▶ **What to do**: Reproduce the lines below verbatim, without any alteration.

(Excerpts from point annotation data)
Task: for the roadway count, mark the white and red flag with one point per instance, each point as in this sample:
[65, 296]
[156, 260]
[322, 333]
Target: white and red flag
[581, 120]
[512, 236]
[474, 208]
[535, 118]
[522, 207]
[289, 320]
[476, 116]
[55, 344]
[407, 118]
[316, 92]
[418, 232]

▶ **Task result**:
Task: for the roadway count, mark the white and red flag with one point per instance, each point as in this sample:
[65, 296]
[156, 260]
[322, 333]
Target: white and red flag
[581, 120]
[512, 236]
[474, 208]
[535, 118]
[522, 207]
[289, 320]
[476, 116]
[55, 344]
[407, 118]
[316, 92]
[418, 232]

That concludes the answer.